SET TASK
Every line in the listing is to be echoed verbatim.

PROVIDED DATA
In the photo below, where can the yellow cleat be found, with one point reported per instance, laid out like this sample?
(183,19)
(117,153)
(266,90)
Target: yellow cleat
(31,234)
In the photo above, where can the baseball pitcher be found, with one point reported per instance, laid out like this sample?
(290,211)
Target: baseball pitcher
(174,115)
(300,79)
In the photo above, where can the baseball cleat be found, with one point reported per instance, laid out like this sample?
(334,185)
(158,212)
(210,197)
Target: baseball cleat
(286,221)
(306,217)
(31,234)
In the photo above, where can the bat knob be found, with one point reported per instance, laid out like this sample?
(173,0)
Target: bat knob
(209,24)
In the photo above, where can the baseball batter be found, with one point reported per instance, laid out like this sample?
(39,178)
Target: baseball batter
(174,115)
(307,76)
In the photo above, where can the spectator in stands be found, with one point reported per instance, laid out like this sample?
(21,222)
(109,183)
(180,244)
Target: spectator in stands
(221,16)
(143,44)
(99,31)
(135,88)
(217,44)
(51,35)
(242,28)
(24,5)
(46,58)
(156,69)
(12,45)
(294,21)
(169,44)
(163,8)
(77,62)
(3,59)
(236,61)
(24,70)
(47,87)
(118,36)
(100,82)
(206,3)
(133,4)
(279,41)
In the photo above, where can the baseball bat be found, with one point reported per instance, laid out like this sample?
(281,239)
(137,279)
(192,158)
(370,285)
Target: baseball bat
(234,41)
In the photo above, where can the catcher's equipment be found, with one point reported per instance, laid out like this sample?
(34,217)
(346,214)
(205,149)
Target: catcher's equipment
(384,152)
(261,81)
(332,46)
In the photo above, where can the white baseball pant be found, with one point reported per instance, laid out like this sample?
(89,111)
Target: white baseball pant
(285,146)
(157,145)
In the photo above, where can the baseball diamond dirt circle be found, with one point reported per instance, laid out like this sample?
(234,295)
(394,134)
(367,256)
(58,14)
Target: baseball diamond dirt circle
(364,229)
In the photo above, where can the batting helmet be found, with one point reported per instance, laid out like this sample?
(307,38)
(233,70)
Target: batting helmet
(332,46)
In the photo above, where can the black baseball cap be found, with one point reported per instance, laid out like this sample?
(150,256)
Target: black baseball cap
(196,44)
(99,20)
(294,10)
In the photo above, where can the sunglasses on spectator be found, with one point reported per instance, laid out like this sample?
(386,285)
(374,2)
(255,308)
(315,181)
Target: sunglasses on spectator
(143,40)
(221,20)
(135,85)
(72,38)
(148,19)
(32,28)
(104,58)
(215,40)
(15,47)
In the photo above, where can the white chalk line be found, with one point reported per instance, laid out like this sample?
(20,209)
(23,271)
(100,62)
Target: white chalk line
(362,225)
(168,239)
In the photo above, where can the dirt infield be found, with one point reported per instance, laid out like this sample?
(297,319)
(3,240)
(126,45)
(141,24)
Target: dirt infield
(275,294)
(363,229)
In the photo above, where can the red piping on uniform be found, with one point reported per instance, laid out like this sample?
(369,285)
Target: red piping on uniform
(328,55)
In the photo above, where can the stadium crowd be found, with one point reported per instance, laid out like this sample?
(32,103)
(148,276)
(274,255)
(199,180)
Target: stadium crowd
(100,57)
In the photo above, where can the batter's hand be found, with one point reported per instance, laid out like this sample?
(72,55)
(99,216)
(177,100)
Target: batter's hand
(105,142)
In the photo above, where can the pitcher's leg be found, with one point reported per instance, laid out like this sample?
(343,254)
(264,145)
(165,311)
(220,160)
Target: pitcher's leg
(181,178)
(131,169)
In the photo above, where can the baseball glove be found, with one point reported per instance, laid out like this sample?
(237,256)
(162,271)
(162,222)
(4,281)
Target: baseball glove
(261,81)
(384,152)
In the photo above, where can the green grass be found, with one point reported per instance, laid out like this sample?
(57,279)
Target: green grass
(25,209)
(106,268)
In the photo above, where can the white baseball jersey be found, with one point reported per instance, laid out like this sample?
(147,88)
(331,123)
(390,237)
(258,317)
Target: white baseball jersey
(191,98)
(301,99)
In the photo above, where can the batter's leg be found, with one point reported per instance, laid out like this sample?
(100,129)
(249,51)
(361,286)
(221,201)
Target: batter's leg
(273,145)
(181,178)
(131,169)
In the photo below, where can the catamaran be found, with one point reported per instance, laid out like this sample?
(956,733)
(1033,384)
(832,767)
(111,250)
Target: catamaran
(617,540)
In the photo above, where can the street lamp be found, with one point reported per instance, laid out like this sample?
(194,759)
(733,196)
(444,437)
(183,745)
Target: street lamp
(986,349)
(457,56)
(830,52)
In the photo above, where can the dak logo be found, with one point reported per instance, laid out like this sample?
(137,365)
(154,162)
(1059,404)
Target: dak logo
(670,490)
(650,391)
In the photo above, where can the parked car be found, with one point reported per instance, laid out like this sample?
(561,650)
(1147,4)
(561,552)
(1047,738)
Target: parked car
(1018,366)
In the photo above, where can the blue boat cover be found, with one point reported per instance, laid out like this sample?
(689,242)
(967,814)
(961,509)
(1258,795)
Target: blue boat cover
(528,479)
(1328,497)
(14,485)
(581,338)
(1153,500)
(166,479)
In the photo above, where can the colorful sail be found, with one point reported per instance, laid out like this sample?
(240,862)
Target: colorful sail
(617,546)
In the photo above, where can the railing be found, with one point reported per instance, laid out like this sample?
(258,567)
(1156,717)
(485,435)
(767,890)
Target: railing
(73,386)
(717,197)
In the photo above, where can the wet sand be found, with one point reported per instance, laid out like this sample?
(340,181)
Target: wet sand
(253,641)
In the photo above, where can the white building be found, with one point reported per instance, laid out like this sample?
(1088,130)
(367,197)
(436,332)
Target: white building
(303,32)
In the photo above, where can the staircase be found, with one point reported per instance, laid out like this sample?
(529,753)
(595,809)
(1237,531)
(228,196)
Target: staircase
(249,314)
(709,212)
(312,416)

ANSWER TO THIS PROBLEM
In the photo below, where can the yellow cleat be found, with one point reported per instance, laid out like this sample?
(183,19)
(117,153)
(266,90)
Target: yellow cleat
(31,234)
In the photo above, where can the baseball pitcher be found, with one point reported per instance, laid out like this sample?
(290,211)
Target: baseball pitcher
(174,115)
(300,79)
In the photo above, where can the baseball cleat be found, with one point reported per instance, laid out like this sample?
(334,185)
(158,212)
(210,197)
Target: baseball cleat
(286,221)
(306,217)
(31,234)
In the photo above, where can the bat knob be found, with one point reported per instance, laid out like this sample?
(173,0)
Target: bat knob
(209,24)
In the photo above, where can the baseball batter be found, with one point reported per instance, laid out like this sample?
(39,178)
Target: baseball batter
(174,115)
(307,76)
In the photo above, where can the spectator in stands be found, with one point reported per instance, laid out like this sample?
(21,222)
(109,183)
(180,244)
Target: spectator in stands
(221,16)
(143,44)
(99,31)
(135,88)
(217,44)
(51,35)
(242,28)
(24,5)
(46,58)
(156,69)
(12,45)
(294,21)
(169,44)
(163,8)
(77,62)
(3,59)
(236,61)
(24,70)
(47,87)
(118,36)
(100,82)
(206,3)
(133,4)
(279,41)
In the photo above, where can the baseball bat be found, with one point reported per instance, laid out like this sample?
(281,239)
(137,279)
(192,158)
(370,285)
Target: baseball bat
(234,41)
In the photo above, where can the catcher's equipment be found, with one point reported per instance, laid out like this sample?
(34,217)
(346,214)
(205,149)
Target: catcher's equipment
(384,152)
(261,81)
(332,46)
In the photo above, where can the white baseball pant be found, with one point reported per instance, laid out like this sample?
(89,111)
Target: white baseball pant
(285,146)
(157,145)
In the photo above, where can the baseball diamond dirt circle be found, with one point reported per instance, laid out like this sample?
(234,295)
(394,134)
(367,256)
(58,14)
Target: baseball diamond dirt circle
(364,229)
In the photo above, where can the batting helmet be found, with one point reported per instance, laid out like this sample?
(307,38)
(233,70)
Target: batting helmet
(332,46)
In the photo above, where can the black baseball cap be found, with one point reported per instance, laid out like this sample?
(150,256)
Target: black baseball cap
(196,44)
(99,20)
(294,10)
In the photo above, where can the sunglasses on spectator be found, with one point reported per instance, laid out like this sample?
(386,285)
(374,2)
(255,308)
(315,181)
Target: sunglasses on spectator
(143,40)
(221,20)
(135,85)
(72,38)
(148,19)
(32,28)
(104,58)
(215,40)
(15,47)
In the photo above, where can the white chalk line be found, with one point reported per instance, laid out like this sample?
(20,209)
(23,271)
(100,62)
Target: white chalk line
(362,225)
(168,239)
In the photo above, where can the dirt infield be found, with one point reported per instance, laid out like this sample?
(297,319)
(3,240)
(126,45)
(141,24)
Target: dirt infield
(275,294)
(363,229)
In the photo above, where can the red piping on uniform be found, with one point reported per instance, laid out like this sample?
(369,285)
Target: red piping on uniform
(328,55)
In the photo above, where can the stadium crowd be found, with one point reported per instance, laid out like this sample?
(32,103)
(148,276)
(274,255)
(199,180)
Target: stadium crowd
(100,57)
In the photo above, where can the batter's hand be found, with one point reported per instance, laid out like this sample?
(72,55)
(99,216)
(177,100)
Target: batter's hand
(105,142)
In the photo above, where can the pitcher's leg be found, with one point reported per instance, laid out like this sample?
(343,254)
(264,145)
(165,311)
(220,160)
Target: pitcher's leg
(181,178)
(131,169)
In the photo above, where can the baseball glove be found, with one point reported per instance, laid out like this sample?
(237,256)
(162,271)
(162,222)
(4,281)
Target: baseball glove
(261,81)
(384,152)
In the photo above, where can the green grass be found, with one point reported per instance, laid out like this sample?
(57,279)
Target: green grass
(25,209)
(106,268)
In the photo above, where can the white baseball jersey be found, with one point reported per instance, laid out like this sample?
(147,88)
(331,123)
(390,237)
(258,317)
Target: white baseball jersey
(191,98)
(301,99)
In the photo above, where can the batter's leg be found, with one point reported per instance, laid out like this sample?
(100,129)
(249,51)
(361,286)
(221,201)
Target: batter's leg
(273,145)
(181,178)
(131,169)
In the photo below, where can the catamaran be found, with one point reported per instance, laid out like this sample?
(956,733)
(1033,384)
(832,767)
(111,250)
Target: catamaran
(617,540)
In the photo above, where can the street lamp be found, with one point reported per instance, laid out like this sample?
(194,759)
(733,196)
(444,437)
(183,745)
Target: street lamp
(986,349)
(457,56)
(830,52)
In the photo above, where can the dak logo be found, with one point reported per instance, laid out like this sample?
(137,365)
(154,162)
(1059,404)
Target: dak logo
(670,490)
(650,391)
In the photo above, where can the parked car be found, with one point reported per instance, laid out like this sample?
(561,650)
(1147,4)
(561,552)
(1047,738)
Target: parked car
(1018,366)
In the photo above, where can the blue boat cover be found, with one point reported per instance, laid out like this sample?
(689,242)
(967,814)
(961,509)
(1258,795)
Target: blue boat cover
(528,479)
(1328,497)
(14,485)
(581,338)
(1153,500)
(166,479)
In the photo above, where can the colorful sail be found, with one point reported per instance, laid out like this sample?
(240,862)
Target: colorful sail
(617,546)
In the photo above, where can the railing be found, with one point reported per instance, laid out like this sample?
(258,567)
(1156,717)
(485,435)
(767,890)
Target: railing
(73,386)
(717,197)
In the photo above, where can the wet sand be found, with one point reported per instance, laid out like this sample?
(340,181)
Target: wet sand
(253,641)
In the photo above, where can the white building be found, with one point reported per instance, laid out like this sample?
(1088,130)
(367,197)
(436,332)
Target: white building
(303,32)
In the photo above, where can the staircase be found, with one point reported per instance, laid out like this sample?
(529,753)
(595,809)
(1237,531)
(228,196)
Target: staircase
(249,314)
(709,212)
(312,416)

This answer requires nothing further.